Records provided:

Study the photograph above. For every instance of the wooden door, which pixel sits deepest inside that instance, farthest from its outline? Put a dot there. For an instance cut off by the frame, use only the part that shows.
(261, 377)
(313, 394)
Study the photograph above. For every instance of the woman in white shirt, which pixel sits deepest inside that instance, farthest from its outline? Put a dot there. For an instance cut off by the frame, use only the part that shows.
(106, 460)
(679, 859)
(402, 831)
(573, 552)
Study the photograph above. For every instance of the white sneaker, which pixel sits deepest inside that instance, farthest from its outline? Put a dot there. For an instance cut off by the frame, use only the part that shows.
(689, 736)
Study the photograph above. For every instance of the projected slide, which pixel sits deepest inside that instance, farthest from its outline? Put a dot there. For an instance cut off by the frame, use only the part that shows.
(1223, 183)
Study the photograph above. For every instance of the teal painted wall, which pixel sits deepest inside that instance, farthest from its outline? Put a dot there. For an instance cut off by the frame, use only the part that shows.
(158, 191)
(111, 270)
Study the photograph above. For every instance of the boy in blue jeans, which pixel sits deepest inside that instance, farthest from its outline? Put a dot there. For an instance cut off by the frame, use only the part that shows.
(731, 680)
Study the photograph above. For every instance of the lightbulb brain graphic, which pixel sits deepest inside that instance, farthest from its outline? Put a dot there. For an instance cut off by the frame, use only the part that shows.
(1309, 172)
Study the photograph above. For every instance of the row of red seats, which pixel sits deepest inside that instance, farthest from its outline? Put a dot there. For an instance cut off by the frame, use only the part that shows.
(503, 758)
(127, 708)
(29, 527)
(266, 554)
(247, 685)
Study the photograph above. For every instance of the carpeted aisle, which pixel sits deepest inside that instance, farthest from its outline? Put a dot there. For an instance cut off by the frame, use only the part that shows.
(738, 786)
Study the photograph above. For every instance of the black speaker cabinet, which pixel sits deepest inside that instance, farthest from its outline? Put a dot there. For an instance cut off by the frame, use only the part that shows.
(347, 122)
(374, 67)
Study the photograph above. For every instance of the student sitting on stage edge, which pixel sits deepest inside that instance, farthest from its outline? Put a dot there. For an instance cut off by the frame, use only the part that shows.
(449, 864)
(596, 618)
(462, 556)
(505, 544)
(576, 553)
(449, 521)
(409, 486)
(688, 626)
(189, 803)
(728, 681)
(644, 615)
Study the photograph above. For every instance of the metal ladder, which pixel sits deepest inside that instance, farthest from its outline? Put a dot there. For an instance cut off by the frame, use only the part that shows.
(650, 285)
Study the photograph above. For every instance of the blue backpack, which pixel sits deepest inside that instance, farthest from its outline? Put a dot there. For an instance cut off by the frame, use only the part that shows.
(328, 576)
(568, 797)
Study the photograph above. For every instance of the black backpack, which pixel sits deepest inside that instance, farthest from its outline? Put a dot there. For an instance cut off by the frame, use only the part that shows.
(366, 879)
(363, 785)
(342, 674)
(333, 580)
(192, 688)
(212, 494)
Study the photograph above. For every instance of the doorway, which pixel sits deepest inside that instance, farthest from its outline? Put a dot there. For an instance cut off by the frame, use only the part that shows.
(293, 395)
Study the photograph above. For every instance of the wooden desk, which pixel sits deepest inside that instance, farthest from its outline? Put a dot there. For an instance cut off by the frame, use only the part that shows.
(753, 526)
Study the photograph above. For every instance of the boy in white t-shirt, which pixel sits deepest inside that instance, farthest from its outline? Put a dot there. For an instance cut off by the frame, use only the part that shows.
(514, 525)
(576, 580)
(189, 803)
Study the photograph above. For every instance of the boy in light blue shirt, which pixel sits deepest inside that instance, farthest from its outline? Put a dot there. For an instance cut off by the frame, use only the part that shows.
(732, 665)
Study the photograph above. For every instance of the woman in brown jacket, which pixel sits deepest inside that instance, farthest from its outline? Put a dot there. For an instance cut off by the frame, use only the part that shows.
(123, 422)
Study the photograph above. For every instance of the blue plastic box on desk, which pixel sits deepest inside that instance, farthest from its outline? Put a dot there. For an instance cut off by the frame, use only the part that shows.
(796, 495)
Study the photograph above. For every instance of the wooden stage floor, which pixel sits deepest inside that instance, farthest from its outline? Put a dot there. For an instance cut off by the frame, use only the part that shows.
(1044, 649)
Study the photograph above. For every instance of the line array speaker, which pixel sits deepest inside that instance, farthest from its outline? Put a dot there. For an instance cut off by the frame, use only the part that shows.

Work required:
Reproduce all of the material above, swapping every "outline" for "boundary" and leaving everything else unchanged.

Solution to this exercise:
Study the photograph above. For every instance of the wooden door, which pixel sits deepest inside that instance, farthest from its boundary? Put a dot there. For an instance cut off by the frame, use only the part that shows.
(261, 377)
(313, 394)
Study the photograph above. For every instance of the woman in white shirt, which pixel sits deepest inside that instance, farthest from its boundary? Put a dot there. For an instance cut off by the frame, use only the part that shows.
(106, 460)
(679, 859)
(402, 831)
(573, 552)
Study the photograph above. For every instance of the white sneaker, which pixel sits deepest inside that instance, farthest from its boundary? Put a dot there. For an instance cut off by the frame, use only the part that shows.
(689, 736)
Study the photograph above. For every instance of the projected slide, which pixel sits deepest inside that instance, farthest from its boundary? Put a dot there. For an instance cut off by the frame, use only the part that shows.
(1223, 183)
Study the photograph above. For every instance of the teal painted wall, which pixel sits deepest inside that instance, farthest from its boundary? Put a dot there. For an instance cut off by the frame, use only the part that shows.
(158, 191)
(111, 270)
Study the photograph above. For every instance of the boy in blue jeans, which pixel sits deepest inside that instance, farthest from its boundary? Put a dot there. For an instance cut off by the frame, use only the part that shows.
(731, 680)
Study the photograph above. For every instance of the lightbulb brain graphic, which pixel sits deepest inside that instance, farthest from its boundary? Put a dot there. For an instance cut off by the frame, use only the part that shows.
(1309, 172)
Study the photograph above. For every instance of the row of red seats, which pixel sits deepest inside that instance, farthest from its boundary? Put a dot there. For an instance cut off by the frame, use only the part that shows.
(503, 758)
(127, 708)
(29, 527)
(266, 554)
(247, 685)
Study the photograph above. For every instance of the carpeted aisle, which pixel sits deepest inside that instance, farthest from its boundary? Put a dot there. For an instance cut off by the frame, use only the part that shows.
(738, 786)
Study the photograph above. For every instance of the black speaker cabinet, which pixel sits deepest inside that instance, farthest from its boundary? Put a dot there. For an instance cut off by the frame, use only the part that shows.
(347, 122)
(374, 67)
Study the photograph above. For every instance of the student sitting on stage edge, which pixel sits deepest inside that instance, farthest from its boundary? Put a dot there. For an instance cut off by the frame, use only the part that shows.
(449, 864)
(596, 618)
(462, 556)
(505, 544)
(576, 553)
(449, 521)
(409, 486)
(688, 626)
(189, 803)
(728, 681)
(644, 615)
Study the photograph above. For every instance of the metal ladder, which pixel sits deepest inside that instance, farthest from its boundary? Put a dot there. For an instance cut off by the frame, use only the part that shows.
(650, 285)
Study the photograph above. For every instance of the blue backpack, which pixel sits deepest inside that instance, farthest from its boundary? Put a dot there. For an instance cut off by the frame, use only the part that shows.
(328, 576)
(568, 797)
Study the photograph above. For every instance of the black backpack, which pixel sits deepest inside that instance, farthest from its boundary? Put a dot there. For an instance cut off by the frame, use only the part that shows.
(366, 879)
(363, 785)
(342, 674)
(333, 580)
(192, 688)
(212, 494)
Study the photograph above. For every instance of the doorway, which pixel sits deepest inside that instance, farthest from its boundary? Put a dot there. For an instance cut off by the frame, use only the part that shows.
(293, 395)
Study the photograph above. For every instance of the wooden desk, which pixel sits deepest inside that instance, farthest from its boundary? Put a dot there. For an instance cut off by the frame, use only the part that shows.
(753, 526)
Study the photograph above. For every instance of the boy in white t-shirt, which pixel sits deepest inside that instance, farthest from its boundary? Put a dot there. For an instance cut off by the frame, use only the part that shows.
(514, 525)
(576, 580)
(189, 803)
Study the photograph above. For every instance of the boy in light blue shirt, which pixel sits deepest inside that instance, farthest from its boundary? Put a dot there. For an instance cut off by the frame, use only the part that shows.
(732, 665)
Study the photograph above. For every instance of the woman in brown jacket, which pixel sits deepest inside that instance, farthest from its boundary? Put a dot there. For an instance cut off by the frame, use only the part that shows.
(123, 422)
Study the photograph above. For every instance of the blue plastic box on desk, which pixel sits deepest inside that instance, farthest from its boundary? Put a dot there. For an instance cut off by the frame, use only the part that shows.
(796, 495)
Study the photograph above. For every instance of the wooden stage floor, which pixel sits deepest inside that instance, farthest from its boundary? Put a dot there. For an instance cut off by the frame, use only the part that shows.
(1044, 649)
Study the photograph above. For every instance of the line array speaker, which pixel sits deepest inside that instance, farthest from its boundary? Put a dot there. For an instance cut off by the frame, use only the part that shows.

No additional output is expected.